Making TV Audio Swap work isn’t difficult — when the Sonos Ace is near the Arc, you’ll be able to set the switching system up, and then press a button to go from one device to the other.
It’s practically instantaneous, so you can quickly throw your headphones on and shut your soundbar up. It can be buggy at times, but our experience found it worked most of the time.
Testing the idea with our movie playlist normally reserved for soundbars (this is a first!), we start with Spider-Man where the dimensionality is clear complete with the head tracking, with the bass impactful and deep. The mix was a touch flatter than the proper soundbar mix we could hear via the Arc, but that’s to be expected: there’s a whole lot of space in our room, and much less in the headphones.
It was a similar experience listening to John Wick and Jurassic World, but the star of our movie test was clearly Mad Max: Fury Road, with beautifully sparse and clear sounds, the booming voice of Tom Hardy, and a really solid delivery of spatial.
We’re not sure if we’re getting a proper Atmos track with the Sonos Ace — the information shown on screen via the Sonos app misses out on the Dolby Atmos logo when connecting via headphones — but the result is spatial enough to make you think you’re getting a 3D movie sound.
In short, it’s like having a personal movie system made just for you. When it works, the sound is great, even if it’s not quite as spacious as a proper soundbar can deliver in your living room.
Battery
Throughout this time, you’re relying on a decent battery, managing a good 30 hours with noise cancellation switched on at the maximum, though you may see a little less with head-tracked spatial.
It’s not quite the 50 hours of the Sennheiser Momentum 4, another competitor to this pair, but it’s enough battery life to survive the trip from Sydney to London. And thanks to it being USB-C (like everything else), you can easily top that up quickly if need be, with a three minute charge resulting in three hours of life.
Sonos also includes a USB-C to 3.5mm headset jack should you want to use that, again making it easy to switch back to an older port, like plugging directly into an inflight headset jack.
Value
Australian pricing sees the Sonos Ace in premium territory for headphones, hardly surprising given Sonos gear often sits there as it is.
At $699, the Sonos Ace sit slightly higher than some other noise cancelling headphones, but not quite as high as Apple’s AirPods Max, a pair of headphones the Ace are clearly aimed at that already focuses on audiophiles.
There’s a similar style and support for head-tracked spatial, and the pads are even magnetic and replaceable in much the same way. To Sonos’ credit, you get slightly more in the box, with a felt case that’s clearly more than the basic “bra” of the AirPods Max, plus two cables in the box, a USB-C to USB-C that can be used for both charging and music playback over Type C ports, plus the USB-C to 3.5mm cable.
That’s not bad value at all when you consider these can be optional extras. It’s still on the pricey side, of course, but high-end headphones often are.
What needs work?
We do have some reservations, however, because it’s not all aces, it seems.

● ● ● ● ●

# [Written exercise 1]
In the headphone review, swap "logo" for "badge" and give the passage that begins at the words "We’re not sure" and stops after "3D movie sound.".

# [Input material]
● ● ● ● ●

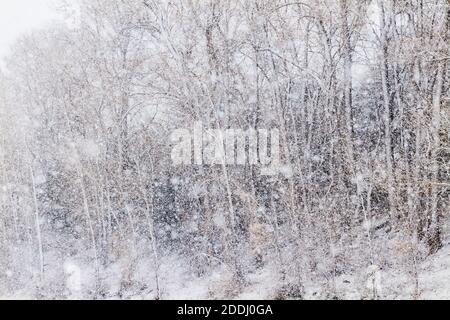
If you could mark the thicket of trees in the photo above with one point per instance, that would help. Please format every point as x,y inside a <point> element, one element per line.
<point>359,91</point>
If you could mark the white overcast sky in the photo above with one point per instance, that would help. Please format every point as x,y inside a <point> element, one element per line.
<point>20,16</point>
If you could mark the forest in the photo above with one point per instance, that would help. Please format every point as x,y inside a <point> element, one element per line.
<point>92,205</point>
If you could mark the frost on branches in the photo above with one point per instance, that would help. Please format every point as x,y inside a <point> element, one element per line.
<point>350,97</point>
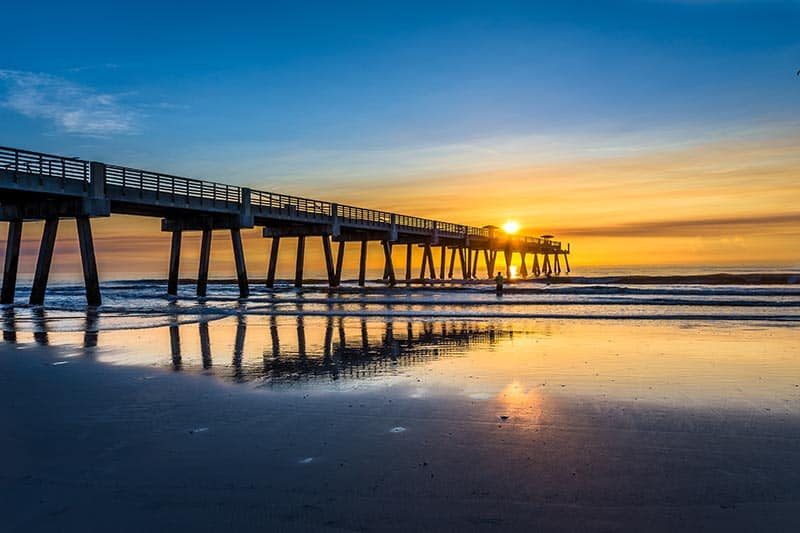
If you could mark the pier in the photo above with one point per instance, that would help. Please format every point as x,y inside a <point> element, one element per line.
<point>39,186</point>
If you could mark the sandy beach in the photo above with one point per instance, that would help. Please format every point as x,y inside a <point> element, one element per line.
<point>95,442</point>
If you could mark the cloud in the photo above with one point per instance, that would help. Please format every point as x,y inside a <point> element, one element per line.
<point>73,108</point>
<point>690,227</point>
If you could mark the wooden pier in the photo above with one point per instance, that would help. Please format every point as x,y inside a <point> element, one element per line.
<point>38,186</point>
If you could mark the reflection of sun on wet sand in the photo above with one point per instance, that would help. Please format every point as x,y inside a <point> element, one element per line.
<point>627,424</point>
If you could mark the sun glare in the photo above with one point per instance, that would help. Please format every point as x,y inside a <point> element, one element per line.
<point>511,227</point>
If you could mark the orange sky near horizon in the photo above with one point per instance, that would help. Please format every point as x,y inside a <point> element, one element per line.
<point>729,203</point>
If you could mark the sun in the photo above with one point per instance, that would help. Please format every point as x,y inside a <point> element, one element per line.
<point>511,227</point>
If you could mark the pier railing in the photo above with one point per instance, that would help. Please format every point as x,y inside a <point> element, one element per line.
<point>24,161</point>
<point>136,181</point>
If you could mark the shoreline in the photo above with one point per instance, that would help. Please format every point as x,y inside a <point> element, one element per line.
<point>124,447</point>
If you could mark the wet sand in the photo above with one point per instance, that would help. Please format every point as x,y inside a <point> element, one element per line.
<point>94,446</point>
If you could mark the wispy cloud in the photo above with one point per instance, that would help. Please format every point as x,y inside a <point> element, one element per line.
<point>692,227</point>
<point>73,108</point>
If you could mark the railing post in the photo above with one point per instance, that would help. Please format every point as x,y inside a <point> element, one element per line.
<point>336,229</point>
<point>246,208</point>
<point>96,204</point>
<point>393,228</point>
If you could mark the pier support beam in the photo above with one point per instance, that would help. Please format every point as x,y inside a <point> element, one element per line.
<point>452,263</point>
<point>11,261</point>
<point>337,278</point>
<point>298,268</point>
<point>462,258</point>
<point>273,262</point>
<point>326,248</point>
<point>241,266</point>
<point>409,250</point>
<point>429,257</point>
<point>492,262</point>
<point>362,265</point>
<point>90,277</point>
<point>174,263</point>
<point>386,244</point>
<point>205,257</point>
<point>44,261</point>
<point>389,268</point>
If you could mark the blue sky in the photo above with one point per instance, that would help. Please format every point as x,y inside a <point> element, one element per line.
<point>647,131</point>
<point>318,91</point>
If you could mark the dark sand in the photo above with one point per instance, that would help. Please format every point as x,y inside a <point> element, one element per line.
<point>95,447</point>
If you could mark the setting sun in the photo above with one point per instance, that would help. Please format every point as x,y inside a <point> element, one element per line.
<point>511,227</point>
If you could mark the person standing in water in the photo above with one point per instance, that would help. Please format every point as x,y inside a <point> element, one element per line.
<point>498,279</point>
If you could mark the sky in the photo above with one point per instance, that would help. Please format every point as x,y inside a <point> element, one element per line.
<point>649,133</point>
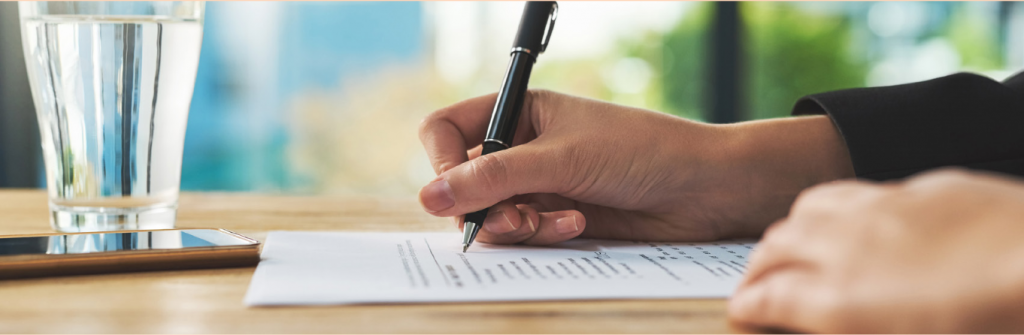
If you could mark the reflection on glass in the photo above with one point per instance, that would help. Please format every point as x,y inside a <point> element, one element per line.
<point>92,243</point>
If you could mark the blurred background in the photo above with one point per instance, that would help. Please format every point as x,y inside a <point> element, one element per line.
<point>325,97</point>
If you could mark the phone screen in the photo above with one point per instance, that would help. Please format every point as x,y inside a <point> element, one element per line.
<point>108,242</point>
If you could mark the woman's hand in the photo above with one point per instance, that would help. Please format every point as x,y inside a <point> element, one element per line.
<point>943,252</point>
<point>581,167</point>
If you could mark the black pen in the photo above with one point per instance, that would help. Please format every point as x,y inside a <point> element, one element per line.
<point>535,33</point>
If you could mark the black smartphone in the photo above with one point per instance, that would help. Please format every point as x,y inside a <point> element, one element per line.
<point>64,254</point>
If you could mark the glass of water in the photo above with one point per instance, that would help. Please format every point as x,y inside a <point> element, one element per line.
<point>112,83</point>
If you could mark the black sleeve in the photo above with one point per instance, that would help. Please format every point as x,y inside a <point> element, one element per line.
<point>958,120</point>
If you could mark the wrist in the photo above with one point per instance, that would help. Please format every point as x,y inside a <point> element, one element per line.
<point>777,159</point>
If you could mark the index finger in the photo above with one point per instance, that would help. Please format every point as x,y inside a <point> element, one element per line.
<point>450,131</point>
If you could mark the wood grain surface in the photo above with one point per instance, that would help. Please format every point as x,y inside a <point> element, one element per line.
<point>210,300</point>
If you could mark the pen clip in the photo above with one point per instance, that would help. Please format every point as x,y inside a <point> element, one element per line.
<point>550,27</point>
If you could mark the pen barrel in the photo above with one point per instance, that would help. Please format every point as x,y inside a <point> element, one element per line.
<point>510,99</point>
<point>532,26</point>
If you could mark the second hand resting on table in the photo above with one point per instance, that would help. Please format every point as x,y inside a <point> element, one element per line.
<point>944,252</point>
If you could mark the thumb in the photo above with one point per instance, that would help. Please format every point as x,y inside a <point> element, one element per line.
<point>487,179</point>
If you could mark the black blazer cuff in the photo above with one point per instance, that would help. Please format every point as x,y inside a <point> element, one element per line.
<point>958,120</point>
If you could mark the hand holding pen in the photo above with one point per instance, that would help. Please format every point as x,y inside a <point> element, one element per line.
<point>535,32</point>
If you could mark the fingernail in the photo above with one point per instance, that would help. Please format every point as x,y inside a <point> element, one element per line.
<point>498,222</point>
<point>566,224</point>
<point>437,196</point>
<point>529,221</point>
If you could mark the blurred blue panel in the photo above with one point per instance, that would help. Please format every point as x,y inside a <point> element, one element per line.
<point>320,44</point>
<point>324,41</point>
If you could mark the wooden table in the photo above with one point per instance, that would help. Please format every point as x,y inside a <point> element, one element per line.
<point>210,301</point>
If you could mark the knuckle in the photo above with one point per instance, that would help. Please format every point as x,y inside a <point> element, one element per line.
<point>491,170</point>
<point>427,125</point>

● ● ● ● ●

# [Written exercise 2]
Output the lines of the entries exactly as they stand, beginning at the line that contains "If you could mark the index" and stopping after the line that contains "<point>210,300</point>".

# [Output 1]
We’re not sure if we’re getting a proper Atmos track with the Sonos Ace — the information shown on screen via the Sonos app misses out on the Dolby Atmos badge when connecting via headphones — but the result is spatial enough to make you think you’re getting a 3D movie sound.

# [Output 2]
If you could mark the index finger in the photo above with one point per instance, that would help. Please format every point as x,y inside a <point> element, one element per line.
<point>450,131</point>
If you could mark the wood grain surface in the photo above with one point per instance, that would help. Please format every point as x,y inside a <point> element, one element per line.
<point>210,300</point>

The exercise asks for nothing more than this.